[AVAILABLE RECORDS — start]
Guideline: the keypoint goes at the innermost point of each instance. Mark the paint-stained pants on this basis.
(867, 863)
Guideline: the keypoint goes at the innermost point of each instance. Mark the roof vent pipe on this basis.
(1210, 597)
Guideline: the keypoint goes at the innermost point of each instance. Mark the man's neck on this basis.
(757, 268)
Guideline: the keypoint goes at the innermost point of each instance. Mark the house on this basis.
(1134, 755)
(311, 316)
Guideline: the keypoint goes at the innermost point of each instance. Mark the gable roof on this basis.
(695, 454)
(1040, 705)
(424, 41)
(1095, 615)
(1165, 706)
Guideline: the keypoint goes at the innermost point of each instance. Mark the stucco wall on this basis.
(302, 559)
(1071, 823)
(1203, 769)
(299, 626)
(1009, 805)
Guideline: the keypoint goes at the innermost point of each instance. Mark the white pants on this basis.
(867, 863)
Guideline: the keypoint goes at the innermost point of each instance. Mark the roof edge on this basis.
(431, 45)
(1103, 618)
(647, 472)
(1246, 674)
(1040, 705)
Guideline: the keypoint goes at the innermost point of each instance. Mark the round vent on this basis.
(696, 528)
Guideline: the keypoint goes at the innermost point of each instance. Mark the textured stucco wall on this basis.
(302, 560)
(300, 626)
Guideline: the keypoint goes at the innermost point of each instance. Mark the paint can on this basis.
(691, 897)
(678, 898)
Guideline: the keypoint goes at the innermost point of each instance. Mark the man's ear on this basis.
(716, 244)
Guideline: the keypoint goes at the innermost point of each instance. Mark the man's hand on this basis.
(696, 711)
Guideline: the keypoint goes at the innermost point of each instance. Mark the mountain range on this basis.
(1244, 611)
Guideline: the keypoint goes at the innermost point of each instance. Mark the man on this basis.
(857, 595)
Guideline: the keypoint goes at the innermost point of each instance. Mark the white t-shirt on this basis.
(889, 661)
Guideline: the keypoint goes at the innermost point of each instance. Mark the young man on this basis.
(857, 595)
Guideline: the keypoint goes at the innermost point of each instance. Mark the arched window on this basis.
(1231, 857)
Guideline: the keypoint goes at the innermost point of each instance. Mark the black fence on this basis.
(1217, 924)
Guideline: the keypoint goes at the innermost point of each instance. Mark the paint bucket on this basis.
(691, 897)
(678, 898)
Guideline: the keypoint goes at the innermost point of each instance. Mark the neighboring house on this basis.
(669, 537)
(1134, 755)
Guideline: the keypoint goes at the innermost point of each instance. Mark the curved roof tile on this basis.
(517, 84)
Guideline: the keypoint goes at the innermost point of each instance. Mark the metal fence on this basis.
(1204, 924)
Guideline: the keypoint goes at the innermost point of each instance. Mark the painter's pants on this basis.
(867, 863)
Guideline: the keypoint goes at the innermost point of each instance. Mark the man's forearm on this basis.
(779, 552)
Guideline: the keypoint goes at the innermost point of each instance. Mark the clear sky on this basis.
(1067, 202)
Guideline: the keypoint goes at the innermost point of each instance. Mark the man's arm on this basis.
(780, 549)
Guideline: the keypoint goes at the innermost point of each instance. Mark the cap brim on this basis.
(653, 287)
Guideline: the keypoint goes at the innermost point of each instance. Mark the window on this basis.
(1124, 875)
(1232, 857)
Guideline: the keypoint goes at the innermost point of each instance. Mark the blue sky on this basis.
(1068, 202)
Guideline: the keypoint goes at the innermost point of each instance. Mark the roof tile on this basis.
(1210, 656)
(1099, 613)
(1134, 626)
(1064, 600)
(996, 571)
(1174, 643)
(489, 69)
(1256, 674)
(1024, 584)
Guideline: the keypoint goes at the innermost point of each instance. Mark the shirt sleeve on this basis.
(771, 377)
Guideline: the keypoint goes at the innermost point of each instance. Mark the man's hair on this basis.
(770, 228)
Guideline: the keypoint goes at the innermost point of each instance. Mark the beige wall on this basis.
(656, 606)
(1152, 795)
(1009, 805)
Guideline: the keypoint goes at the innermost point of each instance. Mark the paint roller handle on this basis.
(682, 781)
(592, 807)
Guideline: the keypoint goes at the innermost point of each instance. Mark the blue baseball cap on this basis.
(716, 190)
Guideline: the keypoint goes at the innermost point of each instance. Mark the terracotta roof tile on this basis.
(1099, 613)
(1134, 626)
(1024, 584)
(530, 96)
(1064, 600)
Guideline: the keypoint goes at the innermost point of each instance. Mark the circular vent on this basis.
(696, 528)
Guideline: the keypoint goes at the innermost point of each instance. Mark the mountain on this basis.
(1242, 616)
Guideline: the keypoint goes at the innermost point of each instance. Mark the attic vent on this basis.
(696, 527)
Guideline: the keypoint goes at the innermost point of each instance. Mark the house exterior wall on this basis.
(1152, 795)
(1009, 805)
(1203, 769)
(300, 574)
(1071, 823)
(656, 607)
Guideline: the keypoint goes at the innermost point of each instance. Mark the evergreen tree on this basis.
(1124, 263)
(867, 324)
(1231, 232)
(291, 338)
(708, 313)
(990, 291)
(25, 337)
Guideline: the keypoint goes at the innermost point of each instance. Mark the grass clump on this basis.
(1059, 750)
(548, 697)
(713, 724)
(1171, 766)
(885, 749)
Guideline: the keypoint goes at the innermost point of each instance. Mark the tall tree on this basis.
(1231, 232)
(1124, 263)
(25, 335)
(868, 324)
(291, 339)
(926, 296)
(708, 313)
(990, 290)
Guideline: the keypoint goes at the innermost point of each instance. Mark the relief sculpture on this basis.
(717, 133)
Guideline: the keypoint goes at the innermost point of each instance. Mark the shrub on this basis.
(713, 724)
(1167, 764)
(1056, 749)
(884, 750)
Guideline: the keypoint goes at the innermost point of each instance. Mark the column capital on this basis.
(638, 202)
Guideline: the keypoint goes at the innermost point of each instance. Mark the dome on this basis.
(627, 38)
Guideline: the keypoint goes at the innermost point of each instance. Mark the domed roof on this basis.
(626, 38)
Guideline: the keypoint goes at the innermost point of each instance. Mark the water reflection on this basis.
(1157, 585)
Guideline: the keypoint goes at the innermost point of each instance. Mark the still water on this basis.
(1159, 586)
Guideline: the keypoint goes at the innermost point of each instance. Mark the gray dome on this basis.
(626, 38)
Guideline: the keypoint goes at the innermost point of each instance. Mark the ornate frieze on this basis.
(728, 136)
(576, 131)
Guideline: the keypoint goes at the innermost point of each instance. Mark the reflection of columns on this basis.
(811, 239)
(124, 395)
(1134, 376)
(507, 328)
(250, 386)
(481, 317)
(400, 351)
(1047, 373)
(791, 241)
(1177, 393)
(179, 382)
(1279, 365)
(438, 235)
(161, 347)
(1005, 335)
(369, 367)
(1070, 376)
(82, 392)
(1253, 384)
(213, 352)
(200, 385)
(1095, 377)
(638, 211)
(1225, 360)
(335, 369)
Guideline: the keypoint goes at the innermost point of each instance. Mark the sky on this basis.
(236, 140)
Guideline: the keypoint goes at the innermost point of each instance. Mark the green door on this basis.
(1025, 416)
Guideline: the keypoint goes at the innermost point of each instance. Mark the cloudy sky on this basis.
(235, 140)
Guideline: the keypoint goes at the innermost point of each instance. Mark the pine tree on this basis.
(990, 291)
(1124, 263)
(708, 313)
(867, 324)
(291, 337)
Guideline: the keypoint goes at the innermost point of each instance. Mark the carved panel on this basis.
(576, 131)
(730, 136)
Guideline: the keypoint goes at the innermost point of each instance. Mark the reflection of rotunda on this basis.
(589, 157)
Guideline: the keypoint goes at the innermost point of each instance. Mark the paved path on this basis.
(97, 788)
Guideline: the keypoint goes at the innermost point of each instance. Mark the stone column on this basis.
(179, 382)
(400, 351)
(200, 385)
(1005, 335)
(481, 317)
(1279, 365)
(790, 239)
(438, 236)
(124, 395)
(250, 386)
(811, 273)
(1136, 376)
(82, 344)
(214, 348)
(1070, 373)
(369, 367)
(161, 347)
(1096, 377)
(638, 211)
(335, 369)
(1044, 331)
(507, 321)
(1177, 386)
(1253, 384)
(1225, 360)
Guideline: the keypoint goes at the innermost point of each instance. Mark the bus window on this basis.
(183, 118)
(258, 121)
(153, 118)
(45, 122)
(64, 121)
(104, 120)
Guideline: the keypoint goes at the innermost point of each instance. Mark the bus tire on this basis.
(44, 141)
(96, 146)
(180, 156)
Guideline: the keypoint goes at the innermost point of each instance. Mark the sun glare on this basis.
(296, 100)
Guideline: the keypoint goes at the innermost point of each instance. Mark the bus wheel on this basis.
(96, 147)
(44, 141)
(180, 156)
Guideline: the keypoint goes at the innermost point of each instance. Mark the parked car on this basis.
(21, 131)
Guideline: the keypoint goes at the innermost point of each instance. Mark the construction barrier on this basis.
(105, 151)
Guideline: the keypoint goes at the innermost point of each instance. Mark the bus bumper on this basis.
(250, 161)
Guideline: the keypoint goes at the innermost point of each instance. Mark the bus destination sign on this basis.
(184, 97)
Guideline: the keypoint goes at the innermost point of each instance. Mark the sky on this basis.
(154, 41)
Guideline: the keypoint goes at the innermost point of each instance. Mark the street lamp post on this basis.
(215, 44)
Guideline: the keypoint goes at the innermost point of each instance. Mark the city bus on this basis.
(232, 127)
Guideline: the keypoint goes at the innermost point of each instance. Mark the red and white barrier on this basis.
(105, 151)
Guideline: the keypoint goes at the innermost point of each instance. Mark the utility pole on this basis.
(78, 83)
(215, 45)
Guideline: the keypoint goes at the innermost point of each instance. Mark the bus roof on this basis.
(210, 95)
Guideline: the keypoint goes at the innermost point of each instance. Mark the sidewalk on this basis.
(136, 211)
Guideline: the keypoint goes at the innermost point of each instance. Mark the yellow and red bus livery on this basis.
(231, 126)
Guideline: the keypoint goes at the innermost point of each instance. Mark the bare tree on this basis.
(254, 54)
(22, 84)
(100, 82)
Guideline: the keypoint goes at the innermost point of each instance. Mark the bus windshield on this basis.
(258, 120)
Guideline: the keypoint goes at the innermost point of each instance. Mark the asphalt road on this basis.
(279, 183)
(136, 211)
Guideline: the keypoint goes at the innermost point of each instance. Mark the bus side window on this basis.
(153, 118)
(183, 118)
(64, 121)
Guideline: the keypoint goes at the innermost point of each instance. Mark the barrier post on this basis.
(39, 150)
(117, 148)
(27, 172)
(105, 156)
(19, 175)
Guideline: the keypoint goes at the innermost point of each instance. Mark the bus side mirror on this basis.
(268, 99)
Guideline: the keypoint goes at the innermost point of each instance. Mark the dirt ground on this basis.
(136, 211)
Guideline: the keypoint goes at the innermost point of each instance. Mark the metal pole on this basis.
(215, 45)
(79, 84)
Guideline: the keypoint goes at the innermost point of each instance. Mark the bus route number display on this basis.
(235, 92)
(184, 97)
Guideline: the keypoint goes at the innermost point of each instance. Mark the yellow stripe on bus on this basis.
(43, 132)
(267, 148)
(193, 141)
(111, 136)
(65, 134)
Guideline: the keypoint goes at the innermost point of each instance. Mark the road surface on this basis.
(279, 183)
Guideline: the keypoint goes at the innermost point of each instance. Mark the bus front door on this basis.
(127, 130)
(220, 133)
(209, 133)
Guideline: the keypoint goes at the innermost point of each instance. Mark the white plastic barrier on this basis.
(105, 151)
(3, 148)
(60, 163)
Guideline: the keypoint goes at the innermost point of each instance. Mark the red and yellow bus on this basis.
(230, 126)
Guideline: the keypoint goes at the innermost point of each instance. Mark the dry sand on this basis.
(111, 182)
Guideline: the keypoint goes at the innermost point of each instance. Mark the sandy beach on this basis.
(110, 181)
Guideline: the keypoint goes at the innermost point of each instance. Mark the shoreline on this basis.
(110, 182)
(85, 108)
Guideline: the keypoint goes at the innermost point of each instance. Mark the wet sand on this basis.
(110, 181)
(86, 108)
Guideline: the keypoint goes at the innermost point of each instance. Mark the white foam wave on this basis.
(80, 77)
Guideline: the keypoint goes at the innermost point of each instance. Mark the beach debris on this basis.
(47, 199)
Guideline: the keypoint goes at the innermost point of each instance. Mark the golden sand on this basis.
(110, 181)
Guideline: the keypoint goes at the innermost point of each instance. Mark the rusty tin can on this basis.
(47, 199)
[AVAILABLE RECORDS — finish]
WORK ITEM: Set down only the line containing "wave on this basis." and the lines after it through the end, exactly as they appear above.

RESULT BELOW:
Guideline: the keypoint goes at the innermost point of each instance. Mark the white foam wave on this basis.
(80, 77)
Guideline: the keypoint goes at the innermost point of each instance. Mark the beach debris on this basis.
(47, 199)
Guideline: the keypoint goes at the innermost point of each instance. Mark the golden sand on this basis.
(110, 181)
Guideline: the keypoint goes at the innermost point of each instance. Mark the rusty tin can on this basis.
(47, 199)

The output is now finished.